:: Work to be completed ::
Count the lines in the data below that contain the string "cuff", treating uppercase and lowercase as distinct. Reply with the number alone.

======== Material ========

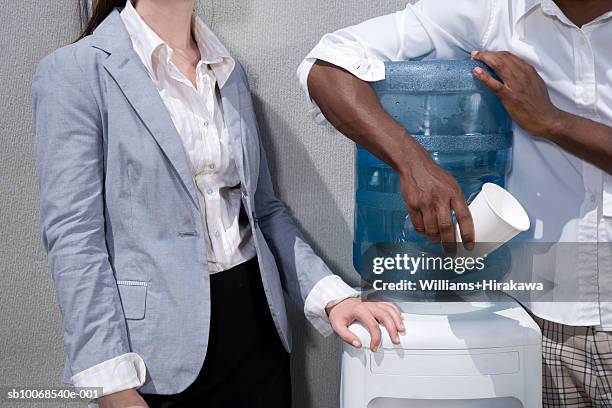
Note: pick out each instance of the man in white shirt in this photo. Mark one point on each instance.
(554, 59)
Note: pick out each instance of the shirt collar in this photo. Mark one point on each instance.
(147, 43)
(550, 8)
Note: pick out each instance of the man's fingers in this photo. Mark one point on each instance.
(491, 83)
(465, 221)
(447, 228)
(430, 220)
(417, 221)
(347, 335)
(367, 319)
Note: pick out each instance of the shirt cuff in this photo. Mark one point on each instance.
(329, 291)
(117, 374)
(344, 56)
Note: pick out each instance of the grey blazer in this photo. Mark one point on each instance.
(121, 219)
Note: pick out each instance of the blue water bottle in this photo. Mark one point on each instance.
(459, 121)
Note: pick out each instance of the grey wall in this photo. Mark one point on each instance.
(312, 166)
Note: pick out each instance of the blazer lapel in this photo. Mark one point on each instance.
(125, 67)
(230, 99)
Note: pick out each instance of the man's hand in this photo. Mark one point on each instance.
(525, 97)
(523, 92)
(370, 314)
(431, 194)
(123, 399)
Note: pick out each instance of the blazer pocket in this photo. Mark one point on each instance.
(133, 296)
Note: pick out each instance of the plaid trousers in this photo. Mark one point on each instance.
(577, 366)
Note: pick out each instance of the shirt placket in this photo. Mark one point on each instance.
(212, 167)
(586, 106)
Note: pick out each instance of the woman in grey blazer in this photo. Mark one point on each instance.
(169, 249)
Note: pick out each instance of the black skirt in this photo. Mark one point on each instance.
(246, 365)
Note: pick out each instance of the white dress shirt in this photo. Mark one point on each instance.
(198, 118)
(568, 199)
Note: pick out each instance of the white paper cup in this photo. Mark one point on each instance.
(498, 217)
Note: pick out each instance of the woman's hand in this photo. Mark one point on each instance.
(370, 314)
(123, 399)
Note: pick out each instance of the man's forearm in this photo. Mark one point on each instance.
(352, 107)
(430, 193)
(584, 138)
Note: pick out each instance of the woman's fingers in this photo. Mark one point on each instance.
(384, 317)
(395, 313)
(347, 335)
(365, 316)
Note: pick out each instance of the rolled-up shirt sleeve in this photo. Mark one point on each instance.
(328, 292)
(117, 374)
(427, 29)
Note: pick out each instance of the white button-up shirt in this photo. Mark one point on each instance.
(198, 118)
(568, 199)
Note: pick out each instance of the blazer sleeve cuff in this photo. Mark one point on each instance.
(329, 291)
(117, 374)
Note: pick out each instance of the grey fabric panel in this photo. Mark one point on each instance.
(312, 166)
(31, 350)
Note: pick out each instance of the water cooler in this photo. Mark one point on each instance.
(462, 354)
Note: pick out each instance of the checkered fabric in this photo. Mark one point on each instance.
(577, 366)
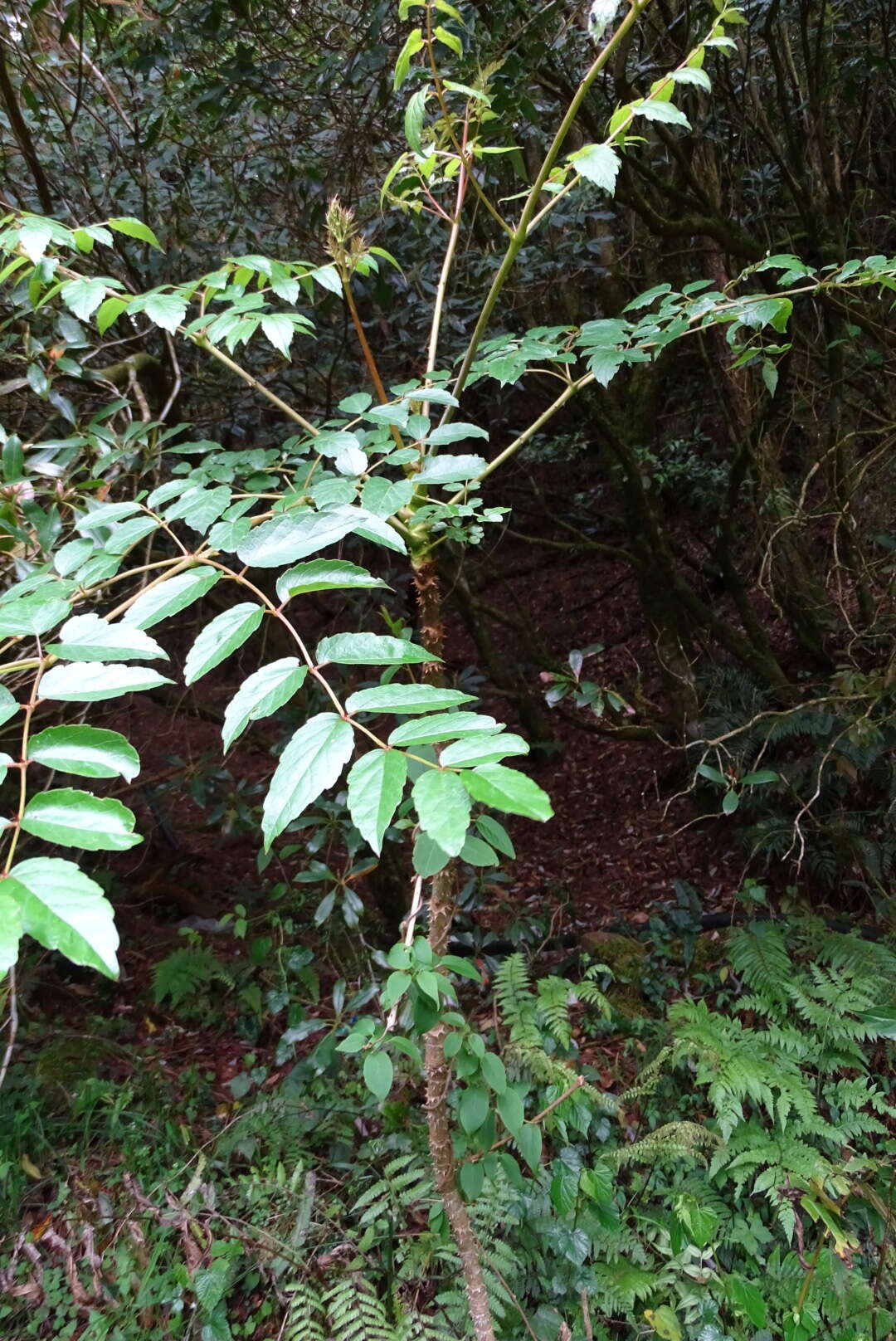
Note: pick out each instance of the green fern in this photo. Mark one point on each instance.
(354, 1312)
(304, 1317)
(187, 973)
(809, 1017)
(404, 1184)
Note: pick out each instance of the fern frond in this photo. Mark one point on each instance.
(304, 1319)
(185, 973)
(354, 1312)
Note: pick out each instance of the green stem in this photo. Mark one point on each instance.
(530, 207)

========
======== Material ========

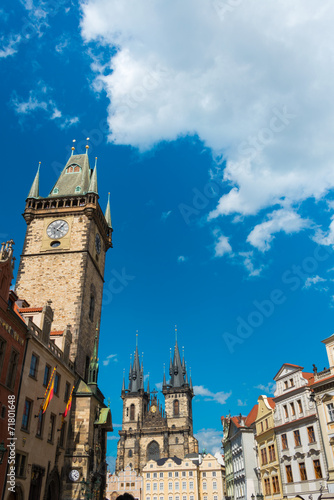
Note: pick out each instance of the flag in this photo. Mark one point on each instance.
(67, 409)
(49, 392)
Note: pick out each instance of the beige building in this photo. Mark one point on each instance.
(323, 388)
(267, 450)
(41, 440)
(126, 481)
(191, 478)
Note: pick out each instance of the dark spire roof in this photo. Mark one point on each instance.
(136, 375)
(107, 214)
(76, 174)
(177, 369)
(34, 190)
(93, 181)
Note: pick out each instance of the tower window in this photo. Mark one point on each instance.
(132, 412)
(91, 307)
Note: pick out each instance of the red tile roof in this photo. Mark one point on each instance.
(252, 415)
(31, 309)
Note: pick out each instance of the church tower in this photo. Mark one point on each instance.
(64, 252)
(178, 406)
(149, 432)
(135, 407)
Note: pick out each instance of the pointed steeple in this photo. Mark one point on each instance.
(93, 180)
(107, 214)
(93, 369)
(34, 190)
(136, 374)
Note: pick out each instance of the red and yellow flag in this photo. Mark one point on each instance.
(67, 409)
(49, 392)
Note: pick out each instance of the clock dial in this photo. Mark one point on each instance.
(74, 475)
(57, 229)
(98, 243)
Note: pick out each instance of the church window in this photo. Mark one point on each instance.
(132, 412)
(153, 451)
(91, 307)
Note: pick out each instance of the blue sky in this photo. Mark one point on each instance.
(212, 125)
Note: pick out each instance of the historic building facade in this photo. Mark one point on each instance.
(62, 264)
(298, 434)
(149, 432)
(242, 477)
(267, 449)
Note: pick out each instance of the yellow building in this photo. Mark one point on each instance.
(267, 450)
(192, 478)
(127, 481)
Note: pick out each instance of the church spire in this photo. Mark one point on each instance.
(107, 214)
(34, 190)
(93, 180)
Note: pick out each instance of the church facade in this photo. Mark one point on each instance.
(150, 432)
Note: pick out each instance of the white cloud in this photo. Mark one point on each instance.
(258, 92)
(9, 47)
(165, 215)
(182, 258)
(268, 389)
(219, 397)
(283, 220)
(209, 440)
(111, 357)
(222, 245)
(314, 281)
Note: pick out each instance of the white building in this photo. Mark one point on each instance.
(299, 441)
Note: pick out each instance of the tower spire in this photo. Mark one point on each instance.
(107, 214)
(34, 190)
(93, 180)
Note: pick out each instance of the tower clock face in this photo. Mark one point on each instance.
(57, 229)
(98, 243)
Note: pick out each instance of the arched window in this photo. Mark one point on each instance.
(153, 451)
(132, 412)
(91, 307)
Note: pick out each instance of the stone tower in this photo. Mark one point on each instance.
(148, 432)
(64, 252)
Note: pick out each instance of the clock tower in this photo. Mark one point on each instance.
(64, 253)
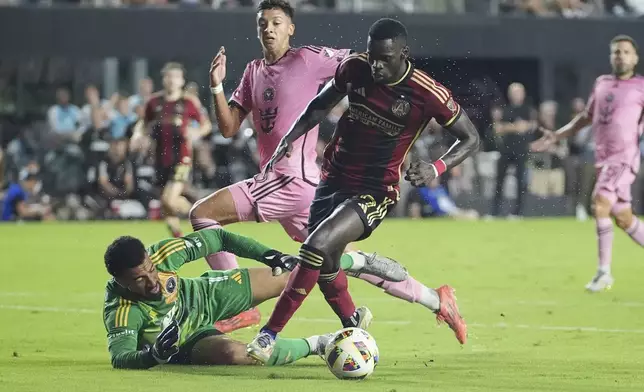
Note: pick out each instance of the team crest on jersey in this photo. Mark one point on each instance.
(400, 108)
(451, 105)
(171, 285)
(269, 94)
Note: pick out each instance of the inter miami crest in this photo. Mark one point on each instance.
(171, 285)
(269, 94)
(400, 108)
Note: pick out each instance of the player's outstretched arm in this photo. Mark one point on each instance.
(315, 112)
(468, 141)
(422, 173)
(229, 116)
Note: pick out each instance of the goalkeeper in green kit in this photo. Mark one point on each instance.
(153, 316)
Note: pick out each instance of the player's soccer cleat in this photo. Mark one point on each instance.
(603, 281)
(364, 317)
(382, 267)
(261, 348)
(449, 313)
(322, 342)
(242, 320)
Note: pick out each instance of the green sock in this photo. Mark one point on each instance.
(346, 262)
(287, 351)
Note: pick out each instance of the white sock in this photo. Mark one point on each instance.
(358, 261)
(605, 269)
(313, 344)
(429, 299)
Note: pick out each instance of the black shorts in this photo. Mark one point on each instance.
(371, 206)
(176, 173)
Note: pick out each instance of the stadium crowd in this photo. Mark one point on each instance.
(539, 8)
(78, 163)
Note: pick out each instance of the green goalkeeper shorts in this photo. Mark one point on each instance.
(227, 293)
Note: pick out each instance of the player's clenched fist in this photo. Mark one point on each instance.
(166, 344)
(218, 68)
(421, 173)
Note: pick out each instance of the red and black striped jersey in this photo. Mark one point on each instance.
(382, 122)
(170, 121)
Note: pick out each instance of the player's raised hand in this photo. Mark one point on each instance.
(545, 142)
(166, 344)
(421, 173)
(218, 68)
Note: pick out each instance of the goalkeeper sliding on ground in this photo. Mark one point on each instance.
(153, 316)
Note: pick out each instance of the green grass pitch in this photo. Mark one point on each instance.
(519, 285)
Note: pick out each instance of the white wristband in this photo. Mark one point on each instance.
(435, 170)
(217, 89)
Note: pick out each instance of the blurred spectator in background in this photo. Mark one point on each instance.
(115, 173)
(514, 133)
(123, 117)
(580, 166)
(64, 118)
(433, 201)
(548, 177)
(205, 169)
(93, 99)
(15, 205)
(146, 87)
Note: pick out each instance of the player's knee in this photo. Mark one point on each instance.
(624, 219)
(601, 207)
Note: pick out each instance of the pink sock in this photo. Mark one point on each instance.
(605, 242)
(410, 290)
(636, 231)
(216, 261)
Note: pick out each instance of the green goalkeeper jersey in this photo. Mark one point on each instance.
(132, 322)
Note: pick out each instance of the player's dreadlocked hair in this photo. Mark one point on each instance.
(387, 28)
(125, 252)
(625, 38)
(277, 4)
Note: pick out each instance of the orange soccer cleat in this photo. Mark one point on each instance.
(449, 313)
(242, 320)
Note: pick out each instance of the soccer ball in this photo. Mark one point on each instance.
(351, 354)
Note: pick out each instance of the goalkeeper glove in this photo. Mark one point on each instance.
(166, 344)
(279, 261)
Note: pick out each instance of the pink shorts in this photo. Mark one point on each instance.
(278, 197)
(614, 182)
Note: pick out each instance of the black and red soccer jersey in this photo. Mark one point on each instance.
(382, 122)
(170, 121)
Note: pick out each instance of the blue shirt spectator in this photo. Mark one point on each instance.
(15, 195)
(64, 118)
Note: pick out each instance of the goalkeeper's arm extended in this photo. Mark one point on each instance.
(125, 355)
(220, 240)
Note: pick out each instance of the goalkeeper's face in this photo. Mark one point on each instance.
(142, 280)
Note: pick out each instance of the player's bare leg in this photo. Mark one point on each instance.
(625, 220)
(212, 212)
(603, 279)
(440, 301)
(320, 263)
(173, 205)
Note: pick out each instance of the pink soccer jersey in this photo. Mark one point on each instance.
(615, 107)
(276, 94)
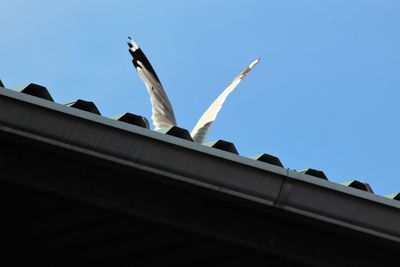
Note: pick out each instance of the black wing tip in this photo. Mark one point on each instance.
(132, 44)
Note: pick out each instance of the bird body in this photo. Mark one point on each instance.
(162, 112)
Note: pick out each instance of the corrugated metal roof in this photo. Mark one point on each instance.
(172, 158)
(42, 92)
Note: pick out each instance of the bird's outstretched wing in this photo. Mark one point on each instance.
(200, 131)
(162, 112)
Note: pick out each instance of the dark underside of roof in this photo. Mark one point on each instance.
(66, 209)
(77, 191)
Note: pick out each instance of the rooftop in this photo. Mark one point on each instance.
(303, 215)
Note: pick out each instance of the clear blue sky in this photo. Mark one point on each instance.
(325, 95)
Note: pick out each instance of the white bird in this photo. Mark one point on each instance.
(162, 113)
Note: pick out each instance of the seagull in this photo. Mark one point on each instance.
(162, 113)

========
======== Material ========

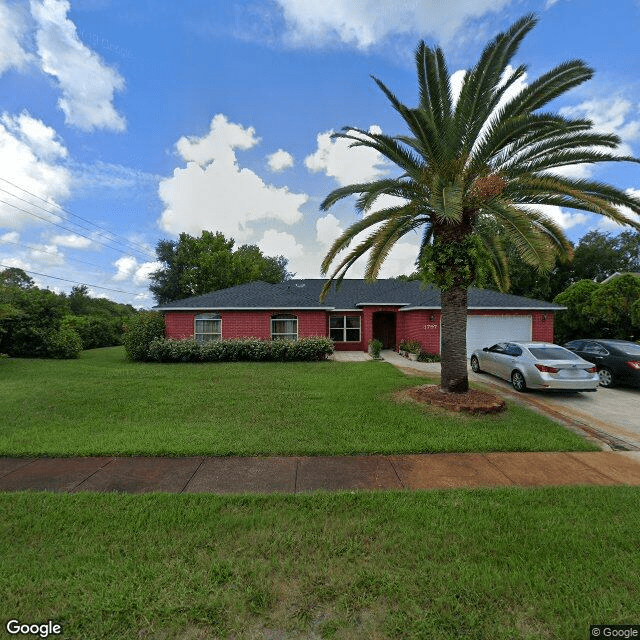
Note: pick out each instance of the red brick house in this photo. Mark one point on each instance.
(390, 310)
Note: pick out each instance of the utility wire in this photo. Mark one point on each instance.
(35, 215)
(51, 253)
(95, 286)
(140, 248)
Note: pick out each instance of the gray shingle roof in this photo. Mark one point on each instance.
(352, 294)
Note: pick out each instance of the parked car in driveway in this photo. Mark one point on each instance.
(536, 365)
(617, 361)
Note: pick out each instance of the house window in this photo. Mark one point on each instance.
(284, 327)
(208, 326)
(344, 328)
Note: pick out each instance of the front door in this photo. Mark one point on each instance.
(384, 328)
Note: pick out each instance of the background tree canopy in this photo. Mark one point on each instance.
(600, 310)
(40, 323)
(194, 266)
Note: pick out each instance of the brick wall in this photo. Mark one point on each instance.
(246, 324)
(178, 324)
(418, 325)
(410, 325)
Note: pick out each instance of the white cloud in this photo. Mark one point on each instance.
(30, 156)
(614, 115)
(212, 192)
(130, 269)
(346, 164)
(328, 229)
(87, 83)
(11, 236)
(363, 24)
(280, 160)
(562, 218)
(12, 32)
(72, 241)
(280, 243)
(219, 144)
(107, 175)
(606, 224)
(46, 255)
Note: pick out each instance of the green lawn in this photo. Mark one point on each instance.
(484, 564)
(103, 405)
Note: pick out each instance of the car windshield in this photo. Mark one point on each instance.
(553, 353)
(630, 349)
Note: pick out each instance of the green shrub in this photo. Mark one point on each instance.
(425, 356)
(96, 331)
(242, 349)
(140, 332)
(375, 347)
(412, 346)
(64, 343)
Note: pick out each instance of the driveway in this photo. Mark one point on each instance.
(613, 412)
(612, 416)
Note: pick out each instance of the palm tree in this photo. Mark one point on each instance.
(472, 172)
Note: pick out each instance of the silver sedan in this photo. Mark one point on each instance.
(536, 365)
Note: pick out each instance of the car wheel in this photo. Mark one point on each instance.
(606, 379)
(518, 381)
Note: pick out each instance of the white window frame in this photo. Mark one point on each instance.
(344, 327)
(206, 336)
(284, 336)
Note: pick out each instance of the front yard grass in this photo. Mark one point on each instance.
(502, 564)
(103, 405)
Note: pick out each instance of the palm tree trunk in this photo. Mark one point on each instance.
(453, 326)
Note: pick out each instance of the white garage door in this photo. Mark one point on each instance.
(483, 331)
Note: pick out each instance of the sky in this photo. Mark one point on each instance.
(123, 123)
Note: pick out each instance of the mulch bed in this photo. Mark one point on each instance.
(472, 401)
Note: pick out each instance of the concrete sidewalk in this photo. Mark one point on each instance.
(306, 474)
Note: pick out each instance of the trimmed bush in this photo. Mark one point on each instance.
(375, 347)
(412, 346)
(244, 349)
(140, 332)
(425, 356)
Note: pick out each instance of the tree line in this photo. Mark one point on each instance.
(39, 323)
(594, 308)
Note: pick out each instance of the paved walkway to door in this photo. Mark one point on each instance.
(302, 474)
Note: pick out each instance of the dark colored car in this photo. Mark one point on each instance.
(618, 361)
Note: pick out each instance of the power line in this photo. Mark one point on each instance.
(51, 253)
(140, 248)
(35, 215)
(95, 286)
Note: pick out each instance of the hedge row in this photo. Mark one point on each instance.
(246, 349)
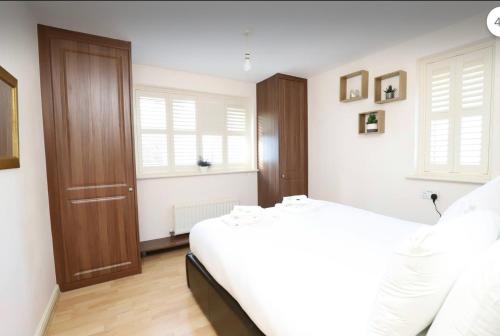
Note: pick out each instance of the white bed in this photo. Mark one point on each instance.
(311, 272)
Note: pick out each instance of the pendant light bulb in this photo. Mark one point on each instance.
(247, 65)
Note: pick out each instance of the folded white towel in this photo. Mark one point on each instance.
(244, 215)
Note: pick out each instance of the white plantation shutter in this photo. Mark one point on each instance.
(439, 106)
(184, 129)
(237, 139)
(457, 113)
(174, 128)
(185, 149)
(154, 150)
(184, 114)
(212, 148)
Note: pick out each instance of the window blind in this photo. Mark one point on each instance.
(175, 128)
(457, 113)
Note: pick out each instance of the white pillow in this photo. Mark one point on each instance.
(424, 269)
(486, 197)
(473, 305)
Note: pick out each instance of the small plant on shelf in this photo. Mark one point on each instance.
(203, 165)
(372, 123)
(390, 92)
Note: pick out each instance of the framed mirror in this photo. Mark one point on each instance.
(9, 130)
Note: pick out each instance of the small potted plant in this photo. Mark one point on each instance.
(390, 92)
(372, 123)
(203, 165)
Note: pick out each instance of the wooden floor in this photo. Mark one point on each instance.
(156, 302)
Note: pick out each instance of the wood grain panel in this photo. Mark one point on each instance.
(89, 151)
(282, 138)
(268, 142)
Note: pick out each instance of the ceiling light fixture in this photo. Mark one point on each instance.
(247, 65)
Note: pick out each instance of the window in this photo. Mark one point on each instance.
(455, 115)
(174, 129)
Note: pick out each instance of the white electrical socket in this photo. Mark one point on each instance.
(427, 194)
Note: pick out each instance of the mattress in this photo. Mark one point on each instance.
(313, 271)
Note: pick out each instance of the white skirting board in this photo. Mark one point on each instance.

========

:: Result of this exercise ::
2